§ **BRANO DA LEGGERE**
::::
La dieta delle parole. Parole nuove.


 
            In ogni dieta che si rispetti, alcune abitudini vanno modificate e altre integrate.

In questa dieta di parole i nostri integratori saranno le parole nuove.


Ma cos’è una parola?

L’Enciclopedia online Treccani la definisce: “Complesso di fonemi, cioè di suoni articolati, o anche singolo fonema (e la relativa trascrizione in segni grafici) mediante i quali l’uomo esprime una nozione generica […]”.

Il linguaggio è un puzzle di parole.

 

Ciascuno di questi tasselli non si limita a rappresentare la realtà, ma contribuisce a crearla.
Le neuroscienze e l’antropologia culturale affermano che esiste una stretta relazione tra linguaggio, pensiero e realtà.


Da questo punto di vista, anche l’assenza di parole ha un suo peso.
::::
(Voci salvate)
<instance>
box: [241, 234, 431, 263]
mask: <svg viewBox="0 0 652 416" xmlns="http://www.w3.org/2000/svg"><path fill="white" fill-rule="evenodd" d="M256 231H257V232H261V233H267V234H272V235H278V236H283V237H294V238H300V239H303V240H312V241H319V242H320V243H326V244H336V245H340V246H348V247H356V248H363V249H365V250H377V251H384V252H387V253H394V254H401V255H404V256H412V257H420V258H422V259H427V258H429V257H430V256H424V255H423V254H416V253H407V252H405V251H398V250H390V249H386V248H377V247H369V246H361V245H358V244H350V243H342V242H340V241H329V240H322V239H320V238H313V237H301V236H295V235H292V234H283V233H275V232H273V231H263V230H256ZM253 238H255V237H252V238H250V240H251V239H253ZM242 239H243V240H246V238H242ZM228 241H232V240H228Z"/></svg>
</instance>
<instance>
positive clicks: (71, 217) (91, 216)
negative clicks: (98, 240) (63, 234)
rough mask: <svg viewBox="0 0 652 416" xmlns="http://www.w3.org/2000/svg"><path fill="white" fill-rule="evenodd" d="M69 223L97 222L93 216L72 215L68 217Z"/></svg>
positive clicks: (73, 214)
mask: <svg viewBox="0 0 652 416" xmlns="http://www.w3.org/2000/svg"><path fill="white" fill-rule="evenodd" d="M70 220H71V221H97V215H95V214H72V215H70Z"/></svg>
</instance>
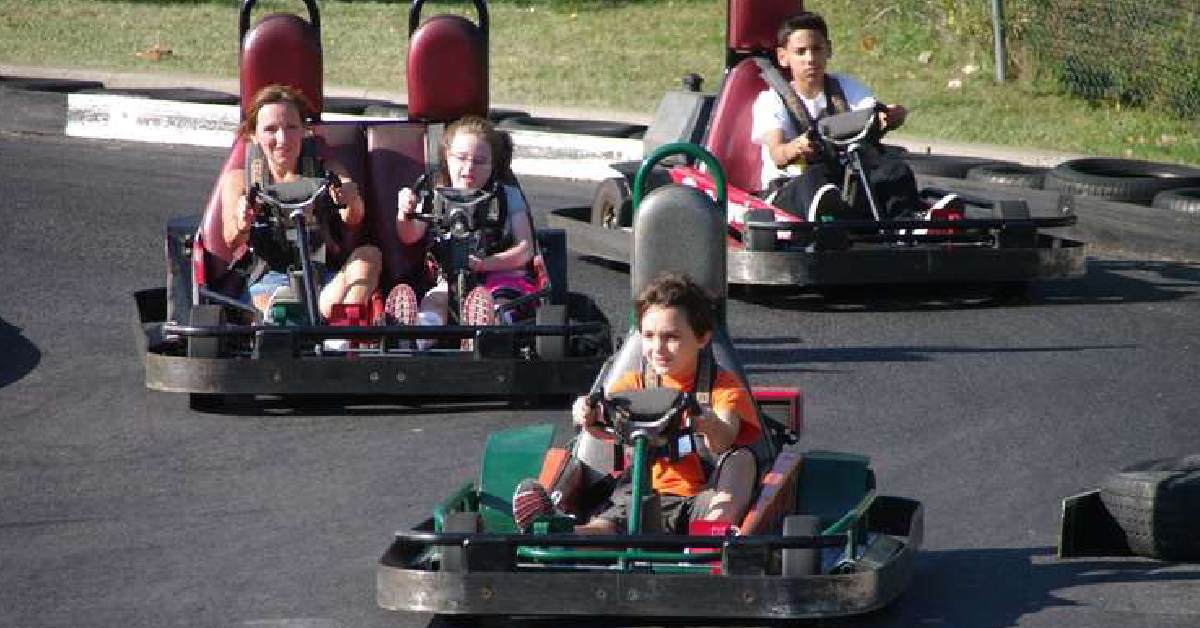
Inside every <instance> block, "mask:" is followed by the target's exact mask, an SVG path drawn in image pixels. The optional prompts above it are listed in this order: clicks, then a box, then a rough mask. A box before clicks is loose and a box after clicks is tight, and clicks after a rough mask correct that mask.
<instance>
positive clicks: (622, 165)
mask: <svg viewBox="0 0 1200 628" xmlns="http://www.w3.org/2000/svg"><path fill="white" fill-rule="evenodd" d="M641 166H642V162H640V161H622V162H618V163H613V165H612V168H613V169H614V171H617V172H619V173H620V174H622V175H624V177H625V184H626V185H628V186H629V192H630V196H632V193H634V179H635V178H636V177H637V171H638V168H641ZM670 184H671V171H670V169H667V167H666V166H659V165H655V166H652V167H650V172H648V173H646V180H643V181H642V186H643V187H646V190H642V196H643V197H644V196H646V195H648V193H650V190H658V189H659V187H662V186H664V185H670Z"/></svg>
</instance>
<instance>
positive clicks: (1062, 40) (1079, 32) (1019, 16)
mask: <svg viewBox="0 0 1200 628" xmlns="http://www.w3.org/2000/svg"><path fill="white" fill-rule="evenodd" d="M1004 11H1006V13H1007V16H1006V22H1007V24H1006V31H1007V32H1008V37H1009V49H1010V54H1012V55H1013V59H1015V60H1018V62H1019V64H1020V65H1028V66H1030V67H1027V68H1026V70H1032V74H1033V77H1036V78H1037V79H1040V80H1050V82H1052V83H1054V84H1056V85H1057V86H1060V88H1061V89H1063V90H1064V91H1067V92H1069V94H1073V95H1075V96H1080V97H1084V98H1087V100H1091V101H1109V102H1117V103H1121V104H1123V106H1133V107H1142V108H1146V109H1153V110H1162V112H1165V113H1170V114H1174V115H1177V116H1178V118H1181V119H1184V120H1195V119H1198V118H1200V28H1198V26H1200V1H1198V0H1006V2H1004Z"/></svg>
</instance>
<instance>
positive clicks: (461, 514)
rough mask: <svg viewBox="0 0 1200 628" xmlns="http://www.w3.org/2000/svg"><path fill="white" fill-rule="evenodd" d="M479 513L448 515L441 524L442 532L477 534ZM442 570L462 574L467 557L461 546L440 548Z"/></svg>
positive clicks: (446, 545) (447, 546)
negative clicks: (441, 554)
mask: <svg viewBox="0 0 1200 628" xmlns="http://www.w3.org/2000/svg"><path fill="white" fill-rule="evenodd" d="M479 527H480V519H479V513H449V514H446V518H445V520H444V521H443V522H442V532H479ZM442 570H443V572H455V573H462V572H466V570H467V555H466V552H464V551H463V549H462V545H445V546H443V548H442Z"/></svg>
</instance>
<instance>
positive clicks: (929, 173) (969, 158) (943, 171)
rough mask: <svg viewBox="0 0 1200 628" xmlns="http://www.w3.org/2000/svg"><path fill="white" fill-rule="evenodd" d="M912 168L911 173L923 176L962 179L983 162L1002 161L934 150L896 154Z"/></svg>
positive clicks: (1000, 161) (928, 176) (996, 162)
mask: <svg viewBox="0 0 1200 628" xmlns="http://www.w3.org/2000/svg"><path fill="white" fill-rule="evenodd" d="M898 156H899V157H900V159H901V160H904V162H905V163H907V165H908V167H910V168H912V172H913V174H920V175H925V177H947V178H950V179H962V178H965V177H966V175H967V171H970V169H971V168H973V167H976V166H983V165H985V163H1004V162H1001V161H997V160H985V159H980V157H962V156H958V155H940V154H936V152H905V154H902V155H898Z"/></svg>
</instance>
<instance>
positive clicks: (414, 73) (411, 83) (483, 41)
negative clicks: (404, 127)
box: [407, 16, 488, 122]
mask: <svg viewBox="0 0 1200 628" xmlns="http://www.w3.org/2000/svg"><path fill="white" fill-rule="evenodd" d="M407 77H408V116H409V118H410V119H414V120H424V121H432V122H449V121H454V120H457V119H458V118H462V116H464V115H479V116H481V118H486V116H487V98H488V94H487V35H486V32H485V31H484V30H482V29H481V28H480V26H478V25H476V24H474V23H473V22H470V20H468V19H467V18H463V17H461V16H433V17H432V18H430V19H427V20H426V22H425V23H424V24H421V25H420V26H418V28H416V30H414V31H413V35H412V37H409V41H408V64H407Z"/></svg>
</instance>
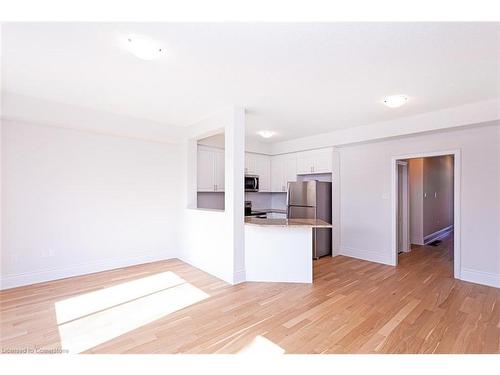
::::
§ **CONSEGNE DELL'ESERCIZIO**
[1] Nel brano sulla dieta delle parole, che cosa faranno da integratori?
[2] Riprendi il brano sulla dieta delle parole e continualo a partire dalla sua ultima frase.

§ **SOLUZIONI**
[1] Le parole nuove.

[2]
Negli anni Settanta del secolo scorso, l’antropologo statunitense Robert I. Levy, nell’indagare le ragioni dell’anomalo tasso di suicidi tra la popolazione di Thaiti, scoprì che nella lingua locale mancavano termini per indicare la sofferenza psicologica: esistevano, sì, parole per descrivere il dolore fisico, ma non per descrivere la tristezza, l’angoscia, il malessere esistenziale. E, non potendo essere nominati, tali sentimenti non potevano essere neppure rielaborati.

 

Torniamo alle parole nuove.

Se è vero, come abbiamo visto, che le parole plasmano la realtà e il nostro modo di approcciarci ad essa, aprirsi a parole nuove, esplorarne il significato e l’etimologia, è un po’ come “aprire” lo sguardo.

Come quando si è in vacanza e, zaino in spalla, ci si avventura alla scoperta di luoghi sconosciuti. Ci hai fatto caso che i colori sembrano più vividi, i sapori più intensi e tutto vale la pena di essere vissuto?

Non è solo la vacanza in sé. E’ lo sguardo aperto davanti al nuovo.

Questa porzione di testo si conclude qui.